== TASK MATERIAL

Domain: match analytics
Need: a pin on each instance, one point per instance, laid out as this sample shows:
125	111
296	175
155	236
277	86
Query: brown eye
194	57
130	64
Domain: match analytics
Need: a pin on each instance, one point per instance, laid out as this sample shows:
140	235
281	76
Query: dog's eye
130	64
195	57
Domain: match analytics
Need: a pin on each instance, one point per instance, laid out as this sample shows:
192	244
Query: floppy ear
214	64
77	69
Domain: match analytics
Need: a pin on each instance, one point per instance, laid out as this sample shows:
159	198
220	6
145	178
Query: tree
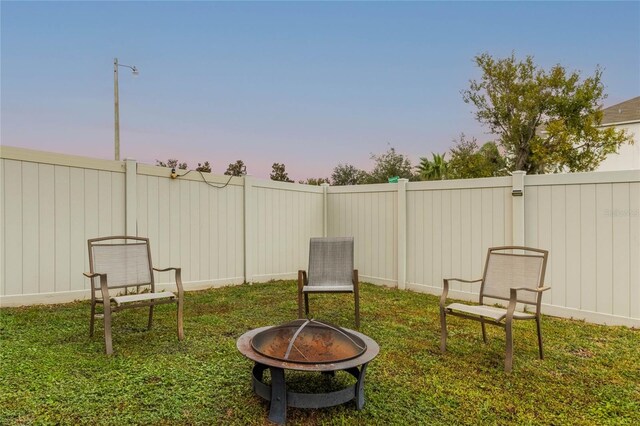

====

» WORK REQUIRED: Restate word for word the lines that begin at the one containing "Query: floppy ear" and end with the final line of the records. Pictures stay out.

» TASK RESULT:
Query: floppy ear
214	64
77	69
Domain: match analytics
Need: a pin on each instance, one point per instance, laid out as this sample shows:
159	198
220	6
145	178
Query: tree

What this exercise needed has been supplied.